** 引用文 **
○ ○ ○
モチベーションにはなっていないです。極論を言ってしまえば、焼き物なんて無くても良いと思ってしまう方なんです。消防士をやっていたし、もっと直接的に世の中や人のためになることがある中で、焼き物を作り続けることってどういうことなんだろうって自己批判もしてしまうんです。でも自分は作ることによって、社会や世界と関わることができる。ただいろいろと考えすぎてもダメなので、おきらくに。でも、ちょっと野蛮なくらいがいいのではないかと。
── 個展用に作っていただいたものは、どんなラインナップになりますか。
実際は、家庭に合うとか、なぜか使いたくなる。そういったものを用意しました。食器類が多いです。皿類、飯椀、湯呑み、酒器、徳利、花器など200点ほど持っていきます。
ガラスのアーティストとともに8年ほど一緒に取り組んでいる粘土自体を原型にしたガラス作品。今回の個展にも並ぶ予定。
個展という空間だからこその特別な時間を
── ちなみに、うーたんさんにとって個展とはどんな存在なのでしょうか。
その空間を通じて来てくれる方とコミュニケーションを取れる機会なのですごく特別に捉えています。作品にとって1番大事なことは作り手のエゴではなくて、手に取っていただいた方がどう感じるかということ。そのためにも誠実に向き合って作りましたし、みてくださる方にとって何か伝わる展示にしたいなと考えています。
── 最後に今回の個展はどんな人に来てもらいたいですか。
○ ○ ○
** やること **
a - 引用文のうち、「モチベーションにはなっていな」を含む言葉で始まり「くらいがいいのではないかと。」で終わる部分を、一字も変えずに書き出してください。
b - 引用文によると、個展にはだいたい何点の作品を持っていきますか。
○ ○ ○
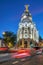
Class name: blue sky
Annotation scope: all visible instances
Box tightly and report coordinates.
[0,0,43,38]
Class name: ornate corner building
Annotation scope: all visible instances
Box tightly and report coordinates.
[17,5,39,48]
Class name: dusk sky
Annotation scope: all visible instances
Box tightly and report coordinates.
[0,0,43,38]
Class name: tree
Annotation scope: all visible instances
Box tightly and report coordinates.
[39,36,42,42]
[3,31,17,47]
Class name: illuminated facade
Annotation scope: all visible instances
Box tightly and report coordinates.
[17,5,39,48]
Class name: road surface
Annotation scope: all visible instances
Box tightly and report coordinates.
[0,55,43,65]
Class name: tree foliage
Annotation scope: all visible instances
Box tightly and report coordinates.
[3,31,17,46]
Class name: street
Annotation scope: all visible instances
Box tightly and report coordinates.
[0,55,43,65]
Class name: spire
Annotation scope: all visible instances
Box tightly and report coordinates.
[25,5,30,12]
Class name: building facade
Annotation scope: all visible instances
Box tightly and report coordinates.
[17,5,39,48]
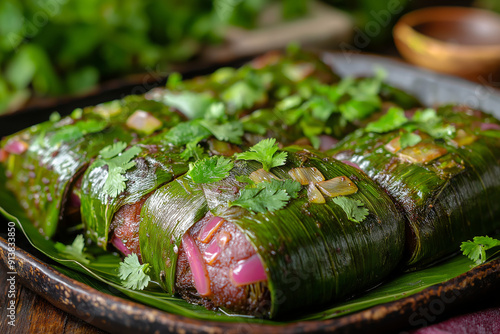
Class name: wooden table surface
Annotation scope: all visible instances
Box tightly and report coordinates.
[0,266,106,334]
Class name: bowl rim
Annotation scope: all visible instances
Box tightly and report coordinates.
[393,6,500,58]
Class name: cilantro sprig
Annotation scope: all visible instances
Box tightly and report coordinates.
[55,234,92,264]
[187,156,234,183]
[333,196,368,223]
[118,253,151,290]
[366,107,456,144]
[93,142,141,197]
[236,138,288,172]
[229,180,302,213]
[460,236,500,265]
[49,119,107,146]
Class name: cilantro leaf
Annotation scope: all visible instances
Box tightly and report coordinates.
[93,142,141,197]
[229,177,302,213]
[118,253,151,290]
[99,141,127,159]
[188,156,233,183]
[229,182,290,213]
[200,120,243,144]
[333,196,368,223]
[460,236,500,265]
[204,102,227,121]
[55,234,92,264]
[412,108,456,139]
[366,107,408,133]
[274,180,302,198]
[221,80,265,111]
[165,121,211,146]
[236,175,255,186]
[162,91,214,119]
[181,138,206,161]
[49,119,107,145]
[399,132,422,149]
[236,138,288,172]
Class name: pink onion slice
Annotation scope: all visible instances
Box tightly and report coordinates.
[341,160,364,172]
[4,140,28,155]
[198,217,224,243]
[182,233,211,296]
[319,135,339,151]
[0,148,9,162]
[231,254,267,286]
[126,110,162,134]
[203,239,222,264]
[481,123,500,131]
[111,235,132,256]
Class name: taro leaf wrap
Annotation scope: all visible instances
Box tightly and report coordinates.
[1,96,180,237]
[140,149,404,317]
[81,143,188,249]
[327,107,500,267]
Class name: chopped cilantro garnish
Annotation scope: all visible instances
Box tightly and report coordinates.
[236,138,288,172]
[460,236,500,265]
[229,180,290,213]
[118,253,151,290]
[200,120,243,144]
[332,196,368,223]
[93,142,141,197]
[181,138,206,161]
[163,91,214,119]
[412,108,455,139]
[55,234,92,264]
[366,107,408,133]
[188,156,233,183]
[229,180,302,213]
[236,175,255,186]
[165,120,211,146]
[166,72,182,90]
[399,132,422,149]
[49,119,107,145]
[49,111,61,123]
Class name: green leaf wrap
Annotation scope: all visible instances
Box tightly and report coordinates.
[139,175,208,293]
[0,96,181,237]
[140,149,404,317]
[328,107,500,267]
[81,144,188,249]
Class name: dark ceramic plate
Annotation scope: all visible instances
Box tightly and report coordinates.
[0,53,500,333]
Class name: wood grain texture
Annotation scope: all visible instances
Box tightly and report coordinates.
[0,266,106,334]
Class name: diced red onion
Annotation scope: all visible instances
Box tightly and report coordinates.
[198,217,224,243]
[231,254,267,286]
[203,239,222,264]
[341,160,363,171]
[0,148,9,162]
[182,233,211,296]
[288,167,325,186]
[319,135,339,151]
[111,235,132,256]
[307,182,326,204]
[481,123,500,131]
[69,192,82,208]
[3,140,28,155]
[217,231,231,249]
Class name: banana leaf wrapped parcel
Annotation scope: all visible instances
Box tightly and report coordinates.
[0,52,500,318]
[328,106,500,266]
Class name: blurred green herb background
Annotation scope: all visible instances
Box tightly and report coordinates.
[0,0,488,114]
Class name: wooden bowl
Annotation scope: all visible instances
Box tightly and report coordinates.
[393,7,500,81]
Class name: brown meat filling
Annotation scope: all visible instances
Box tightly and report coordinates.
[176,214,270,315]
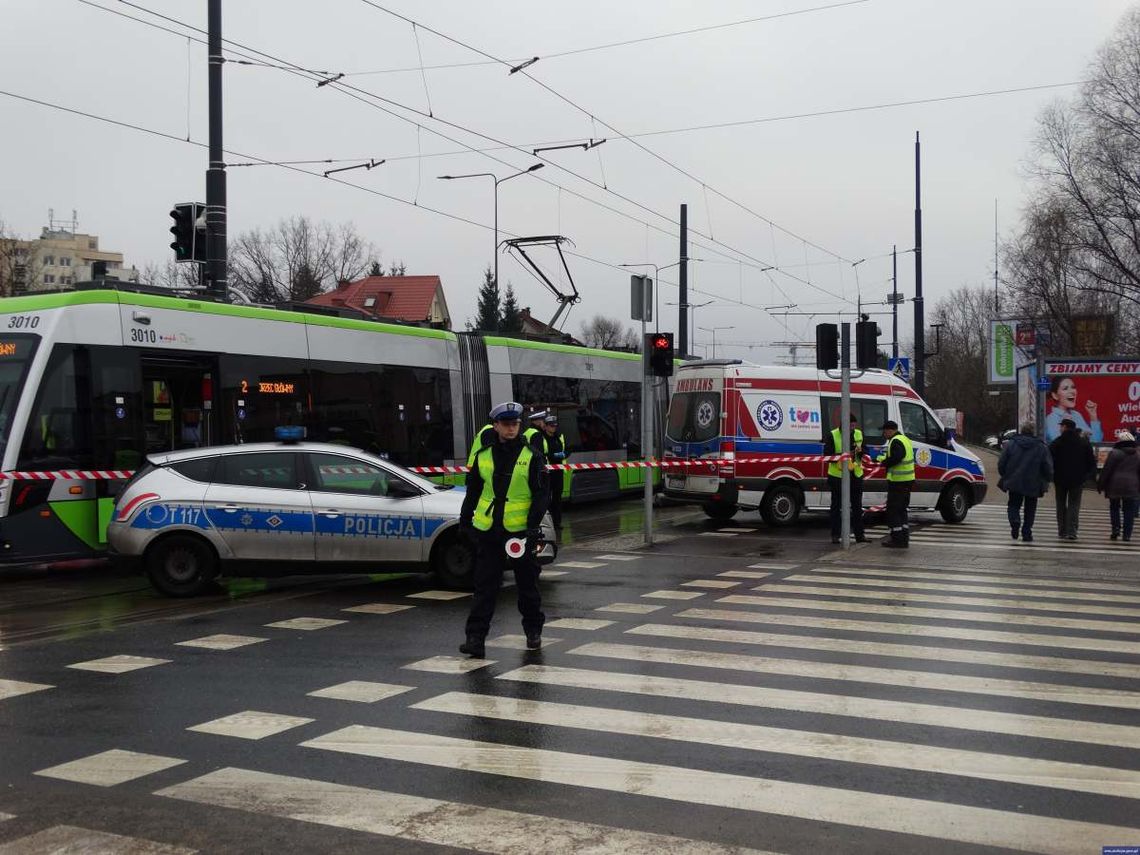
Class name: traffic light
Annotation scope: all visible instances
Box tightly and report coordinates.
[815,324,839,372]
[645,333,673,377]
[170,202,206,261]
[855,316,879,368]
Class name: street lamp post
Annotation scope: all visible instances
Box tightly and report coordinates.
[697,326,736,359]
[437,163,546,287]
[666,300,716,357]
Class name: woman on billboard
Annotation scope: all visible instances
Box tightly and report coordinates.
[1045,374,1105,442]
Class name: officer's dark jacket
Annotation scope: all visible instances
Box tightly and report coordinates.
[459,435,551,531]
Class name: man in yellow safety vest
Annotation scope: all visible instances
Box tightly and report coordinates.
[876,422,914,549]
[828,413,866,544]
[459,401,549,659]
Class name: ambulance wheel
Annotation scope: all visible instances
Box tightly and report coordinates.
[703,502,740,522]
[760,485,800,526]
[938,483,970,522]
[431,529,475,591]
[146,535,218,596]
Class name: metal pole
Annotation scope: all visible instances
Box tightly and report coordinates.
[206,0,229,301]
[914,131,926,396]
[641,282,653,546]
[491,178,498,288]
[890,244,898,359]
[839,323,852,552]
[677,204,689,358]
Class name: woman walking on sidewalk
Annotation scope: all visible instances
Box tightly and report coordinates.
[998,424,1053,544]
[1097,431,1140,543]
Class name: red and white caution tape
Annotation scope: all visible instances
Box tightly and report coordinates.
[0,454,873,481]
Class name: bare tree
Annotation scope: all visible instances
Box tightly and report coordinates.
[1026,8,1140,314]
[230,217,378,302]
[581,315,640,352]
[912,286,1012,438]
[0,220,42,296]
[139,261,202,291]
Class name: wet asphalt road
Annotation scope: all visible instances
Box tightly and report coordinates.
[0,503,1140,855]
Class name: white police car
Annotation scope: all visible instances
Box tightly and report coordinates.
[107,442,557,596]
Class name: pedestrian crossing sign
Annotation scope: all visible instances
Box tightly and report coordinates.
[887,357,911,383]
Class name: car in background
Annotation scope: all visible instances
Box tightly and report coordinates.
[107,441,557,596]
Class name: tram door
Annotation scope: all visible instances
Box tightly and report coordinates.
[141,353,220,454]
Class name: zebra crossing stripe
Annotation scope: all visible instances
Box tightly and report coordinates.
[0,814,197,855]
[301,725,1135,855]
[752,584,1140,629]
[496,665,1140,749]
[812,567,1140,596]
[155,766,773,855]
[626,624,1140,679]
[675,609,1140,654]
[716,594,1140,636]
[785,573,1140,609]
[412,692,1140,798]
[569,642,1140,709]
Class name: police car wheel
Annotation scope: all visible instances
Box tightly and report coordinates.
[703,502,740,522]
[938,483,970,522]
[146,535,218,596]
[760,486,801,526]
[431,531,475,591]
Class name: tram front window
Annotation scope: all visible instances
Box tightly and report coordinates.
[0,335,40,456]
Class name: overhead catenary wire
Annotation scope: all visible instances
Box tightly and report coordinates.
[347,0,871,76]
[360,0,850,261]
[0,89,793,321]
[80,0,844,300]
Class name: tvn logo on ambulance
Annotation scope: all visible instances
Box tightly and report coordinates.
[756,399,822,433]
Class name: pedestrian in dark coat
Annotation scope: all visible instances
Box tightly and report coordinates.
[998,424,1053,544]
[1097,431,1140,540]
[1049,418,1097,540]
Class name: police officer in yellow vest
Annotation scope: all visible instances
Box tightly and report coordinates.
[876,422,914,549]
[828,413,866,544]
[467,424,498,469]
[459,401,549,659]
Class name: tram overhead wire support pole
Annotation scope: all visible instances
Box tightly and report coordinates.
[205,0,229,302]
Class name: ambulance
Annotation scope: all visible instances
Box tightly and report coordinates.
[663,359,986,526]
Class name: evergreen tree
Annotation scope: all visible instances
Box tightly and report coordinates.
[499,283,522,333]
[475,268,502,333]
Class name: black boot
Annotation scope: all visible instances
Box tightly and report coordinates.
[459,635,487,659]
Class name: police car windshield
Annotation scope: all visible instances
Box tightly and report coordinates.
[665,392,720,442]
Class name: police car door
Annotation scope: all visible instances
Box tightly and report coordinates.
○ ○ ○
** 答え **
a -
モチベーションにはなっていないです。極論を言ってしまえば、焼き物なんて無くても良いと思ってしまう方なんです。消防士をやっていたし、もっと直接的に世の中や人のためになることがある中で、焼き物を作り続けることってどういうことなんだろうって自己批判もしてしまうんです。でも自分は作ることによって、社会や世界と関わることができる。ただいろいろと考えすぎてもダメなので、おきらくに。でも、ちょっと野蛮なくらいがいいのではないかと。

b - 200点ほどです。